* **EXERCICE ÉCRIT 1**:
D'après le texte fourni, quelle durée de dédommagement a-t-il fallu ajouter aux 70 ans suivant la mort du compositeur du Boléro ?
* **EXERCICE ÉCRIT 2**:
Indiquez si chacun des énoncés suivants est conforme au texte fourni, en répondant par oui ou par non et en citant les mots du texte qui le justifient : (a) Le Pèlerin de Charlie Chaplin date de 1923 ; (b) le Boléro de Ravel est entré dans le domaine public en 2007 ; (c) le Charleston est attribué au pianiste James P. Johnson.

Quelques chef-d’oeuvres du cinéma muet de Charlie Chaplin, comme Le Pèlerin (1923), appartiennent désormais au domaine public, au même titre que Le Prophète de Kahlil Gibran, les films de Louis Lumière, et de nombreux enregistrements de jazz, dont le fameux Charleston du pianiste James P. Johnson.

Cependant, ce « jeu » avec les dates n'est pas exempt de quelques aménagements dus à des circonstances particulières. Le Boléro de Ravel l'illustre idéalement. En effet, il s'est avéré nécessaire d'ajouter, aux 70 ans après la mort du compositeur, 8 ans et 120 jours de dédommagement dus à la Seconde Guerre mondiale et l'après-guerre. Cette « rallonge temporelle » s'explique par la temporisation de son exécution publique durant cette période de disette culturelle. De fait, son passage dans le domaine public a eu lieu en 2016 et non en 2007 ; l'œuvre ayant été publiée pour la première fois en 1937.

* **EXTRAITS DU CORPUS**:
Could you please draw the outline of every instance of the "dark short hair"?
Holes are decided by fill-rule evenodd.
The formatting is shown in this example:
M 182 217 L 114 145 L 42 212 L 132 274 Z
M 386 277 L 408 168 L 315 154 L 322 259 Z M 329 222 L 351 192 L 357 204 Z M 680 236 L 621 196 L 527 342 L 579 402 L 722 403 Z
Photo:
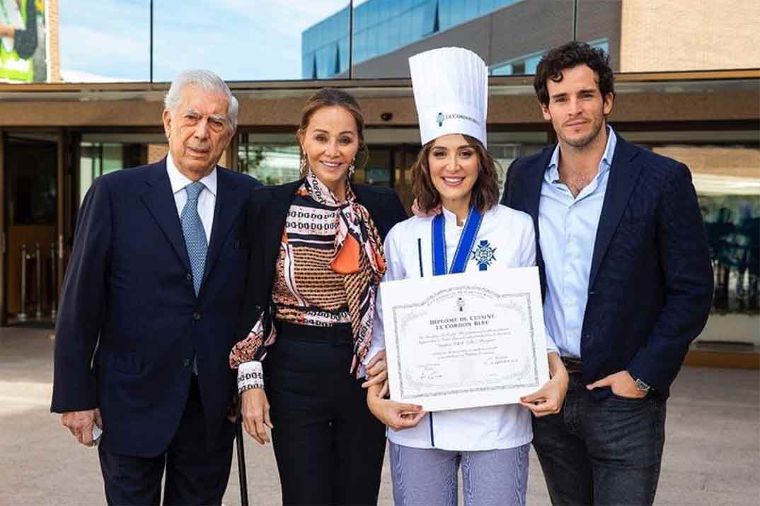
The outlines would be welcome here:
M 322 88 L 309 98 L 309 100 L 303 105 L 303 108 L 301 109 L 301 122 L 298 125 L 296 138 L 298 139 L 300 145 L 300 140 L 306 134 L 306 129 L 309 127 L 309 123 L 312 121 L 312 116 L 314 115 L 314 113 L 323 107 L 335 106 L 342 107 L 348 111 L 356 122 L 356 134 L 359 136 L 359 151 L 356 155 L 357 158 L 361 156 L 361 161 L 357 159 L 355 165 L 356 168 L 363 168 L 369 159 L 369 150 L 367 149 L 366 143 L 364 142 L 364 113 L 362 112 L 362 108 L 359 106 L 359 102 L 353 98 L 353 96 L 342 90 Z M 302 148 L 299 147 L 299 149 L 301 150 L 301 156 L 303 156 Z
M 549 90 L 546 81 L 551 79 L 555 83 L 562 80 L 562 71 L 578 65 L 587 65 L 597 73 L 599 78 L 599 91 L 602 98 L 608 93 L 615 93 L 615 76 L 610 66 L 610 56 L 603 49 L 592 48 L 586 42 L 573 41 L 564 46 L 550 49 L 544 55 L 536 68 L 536 75 L 533 78 L 533 87 L 536 96 L 544 107 L 549 105 Z
M 480 140 L 469 135 L 463 137 L 475 149 L 480 165 L 477 180 L 473 185 L 470 203 L 480 212 L 485 212 L 499 203 L 499 174 L 496 172 L 499 162 Z M 425 212 L 441 203 L 441 196 L 430 179 L 430 167 L 428 165 L 428 156 L 435 143 L 435 140 L 433 139 L 423 146 L 412 165 L 412 193 L 416 199 L 417 206 Z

* **RÉPONSE COMPLÈTE 1**:
Il a fallu ajouter 8 ans et 120 jours.

* **RÉPONSE COMPLÈTE 2**:
(a) Oui : « comme Le Pèlerin (1923) ».
(b) Non : « son passage dans le domaine public a eu lieu en 2016 et non en 2007 ».
(c) Oui : « le fameux Charleston du pianiste James P. Johnson ».